* START EXCERPT PROVIDED *

Quick Nimble Demo • MDChelp

Introduction

This is just a short demonstration on executing MCMC estimation of a Bayesian model in Nimble. This is largely also covered in the Nimble user manual. Specifically, this walks through executing Nimble “the long way” because of several benefits. It lets you check your initial values before compiling to avoid the Nimble equivalent of JAGS’s “Node inconsistent with parents” or other errors and lets you customize the samplers for individual or sets of parameters.

Nimble vs. JAGS

Part of what makes Nimble more attractive, compared to JAGS, is the speed with which it samples. Some of the speed comes from some computer-background-blackbox stuff that, unless you want to do a deep dive into programming, doesn’t matter (compiling,running in C++). That adds an extra step in getting your model to run. This is part of what makes Nimble more efficient. The other part comes from the type of samplers (the algorithm used to perform MCMC estimation) you can specify.

JAGS generally limits your ability to specify samplers for model parameters. It’s sometimes better this way, but not always. For example, if you have a linear model with many regression coefficients, you may find that JAGS samples very slowly and the resulting chains mix poorly. That is probably because the default sampler (which you can’t change) is a slice sampler. It works on each regression coefficient individually, trying to sample one coefficient at a time. Slice sampling like this can be slow, but often results in chains with more independent samples/ lower autocorrelation.

Nimble provides default samplers, but lets you adjust them as you like. The default sampler in Nimble for most parameters (or at least continuous value ones, like regression coefficients) is a random-walk (Metropolis-Hastings) sampler. It’s very quick, but tends to lead to chains with greater autocorrelation than a slice sampler, so you need to run longer chains to achieve similar effective sample sizes. However, Nimble lets you specify block samplers. This means that, rather than sampling regression coefficients individually, you can sample them together. This tends to be slower, but results in less autocorrelation and improved mixing.

Running Nimble

We’ll walk through an example below using simulated data. One real nice thing about Nimble is that it uses the BUGS programming language to write a model so any older models from JAGS should be able to be used in Nimble (there are even functions to do that).

#simulate a multiple  regression  model


sim.dat<-function(N){

mu<-5

b.1<-1.5

b.2<--3



x.1<-runif(N,1,4)
x.2<-runif(N,-2,2)
err<-rnorm(N,0,0.5)

y<-mu+b.1*x.1+b.2*x.2+err

out.list<-list(y=y,x1=x.1,x2=x.2)

return(out.list)
}

Next, write the model in BUGS that we’ll use to estimate parameters

library(nimble)
#> nimble version 1.3.0 is loaded.
#> For more information on NIMBLE and a User Manual,
#> please visit https://R-nimble.org.

* END EXCERPT PROVIDED *
* START DATASET EXTRACT *

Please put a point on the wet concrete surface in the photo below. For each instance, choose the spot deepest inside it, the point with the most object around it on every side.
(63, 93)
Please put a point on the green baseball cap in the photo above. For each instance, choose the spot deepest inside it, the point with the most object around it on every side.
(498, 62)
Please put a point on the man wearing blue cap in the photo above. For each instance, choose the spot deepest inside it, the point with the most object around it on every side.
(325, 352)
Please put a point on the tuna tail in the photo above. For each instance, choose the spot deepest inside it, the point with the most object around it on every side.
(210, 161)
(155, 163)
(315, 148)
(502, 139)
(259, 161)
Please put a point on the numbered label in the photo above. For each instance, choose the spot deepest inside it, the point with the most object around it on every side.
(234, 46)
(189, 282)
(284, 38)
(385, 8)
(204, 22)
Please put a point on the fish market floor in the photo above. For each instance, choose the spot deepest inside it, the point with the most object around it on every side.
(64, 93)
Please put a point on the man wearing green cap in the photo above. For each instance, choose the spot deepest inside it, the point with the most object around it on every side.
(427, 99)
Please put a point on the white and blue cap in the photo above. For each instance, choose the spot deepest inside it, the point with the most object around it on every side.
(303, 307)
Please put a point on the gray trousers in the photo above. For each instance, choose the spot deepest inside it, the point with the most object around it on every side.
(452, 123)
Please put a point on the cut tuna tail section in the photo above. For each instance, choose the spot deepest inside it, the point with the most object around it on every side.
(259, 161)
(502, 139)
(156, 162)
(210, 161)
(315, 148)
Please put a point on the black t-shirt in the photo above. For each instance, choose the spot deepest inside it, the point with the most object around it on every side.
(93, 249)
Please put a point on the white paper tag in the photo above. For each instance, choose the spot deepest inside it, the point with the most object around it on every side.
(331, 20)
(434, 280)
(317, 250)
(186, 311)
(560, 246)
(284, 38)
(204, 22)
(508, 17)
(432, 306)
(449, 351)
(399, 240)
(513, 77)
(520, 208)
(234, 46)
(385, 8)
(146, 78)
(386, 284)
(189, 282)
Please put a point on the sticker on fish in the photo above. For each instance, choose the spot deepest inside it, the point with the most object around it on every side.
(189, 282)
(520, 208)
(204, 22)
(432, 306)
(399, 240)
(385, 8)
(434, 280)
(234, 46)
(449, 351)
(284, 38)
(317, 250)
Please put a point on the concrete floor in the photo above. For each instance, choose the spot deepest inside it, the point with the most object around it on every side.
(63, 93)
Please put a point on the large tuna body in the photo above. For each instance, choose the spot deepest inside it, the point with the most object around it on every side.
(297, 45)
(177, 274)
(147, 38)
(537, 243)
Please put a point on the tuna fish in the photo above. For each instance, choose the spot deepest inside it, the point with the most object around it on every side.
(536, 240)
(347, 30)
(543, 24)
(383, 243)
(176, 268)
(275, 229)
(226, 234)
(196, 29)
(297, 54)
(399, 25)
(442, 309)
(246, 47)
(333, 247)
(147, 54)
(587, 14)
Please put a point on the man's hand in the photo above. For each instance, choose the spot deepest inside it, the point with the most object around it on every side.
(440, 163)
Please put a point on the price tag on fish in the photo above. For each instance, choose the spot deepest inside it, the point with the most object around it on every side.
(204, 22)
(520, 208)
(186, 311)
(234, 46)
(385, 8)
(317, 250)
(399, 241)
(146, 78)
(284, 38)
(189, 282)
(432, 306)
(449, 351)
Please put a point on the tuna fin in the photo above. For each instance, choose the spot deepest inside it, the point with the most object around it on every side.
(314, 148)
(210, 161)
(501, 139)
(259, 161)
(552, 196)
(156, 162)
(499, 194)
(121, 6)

* END DATASET EXTRACT *

**GOAL:** Pick up the Nimble demonstration text after its last line and keep it going from there. The records have no connection to the text.

**ANSWER TO THE TASK:**
#> 
#> Note for advanced users who have written their own MCMC samplers:
#>   As of version 0.13.0, NIMBLE's protocol for handling posterior
#>   predictive nodes has changed in a way that could affect user-defined
#>   samplers in some situations. Please see Section 15.5.1 of the User Manual.
#> 
#> Attaching package: 'nimble'
#> The following object is masked from 'package:stats':
#> 
#>     simulate
#> The following object is masked from 'package:base':
#> 
#>     declare

demo.code<-nimbleCode({
  #priors
  b0~dnorm(0,sd=100)
  b1~dnorm(0,sd=100)
  b2~dnorm(0,sd=100)
  epsilon~dunif(0,10) # residual variance
  
  #model
  
for (i in 1:n){
  
  mu[i]<-b0+b1*x1[i]+b2*x2[i]
  
  y[i]~dnorm(mu[i],sd=epsilon)
}
  })

You may have already noticed, but another thing you can do in Nimble is specify priors using a standard deviation instead of precision. If you don’t include sd= in the distribution, Nimble will assume it’s precision, so be sure you specify that part of your prior distribution carefully.

Next, prepare the data. For data, Nimble is different from JAGS in that it makes a distinction between constants and data. Data are exclusively quantities that come from stochastic nodes. In our model above, the only data we are supplying is the observed outcomes $y_i$. The covariates we measured $x_{1i},x_{2i}$ get supplied as constants. Any variable we want to use for indexing (n above, in the for loop) is also a constant.

set.seed(12345)
demo.dat<-sim.dat(40)

nim.dat<-list(y=demo.dat$y)

nim.const<-list(n=length(demo.dat$x2),
              x1=demo.dat$x1,
                x2=demo.dat$x2)

nim.inits<-function(){list(
  #epsilon=runif(1,-5,0),
  b0=rnorm(1,0,1), 
  b1=rnorm(1,0,1),
  b2=rnorm(1,0,1)

)}

Now we also set up the functions to generate initial values for each MCMC chain. It’s better (but not always essential) to have initial values provided via a function to ensure that the chains all don’t start from the same value. It’s not always critical to provide initial values if the model mixes well, but in the event mixing is poor, starting chains from different parameter values can help ensure MCMC is searching the widest range of potential values possible (sampling from the full parameter space). The above initial value has epsilon commented out to facilitate demonstration of some other aspects of Nimble later on.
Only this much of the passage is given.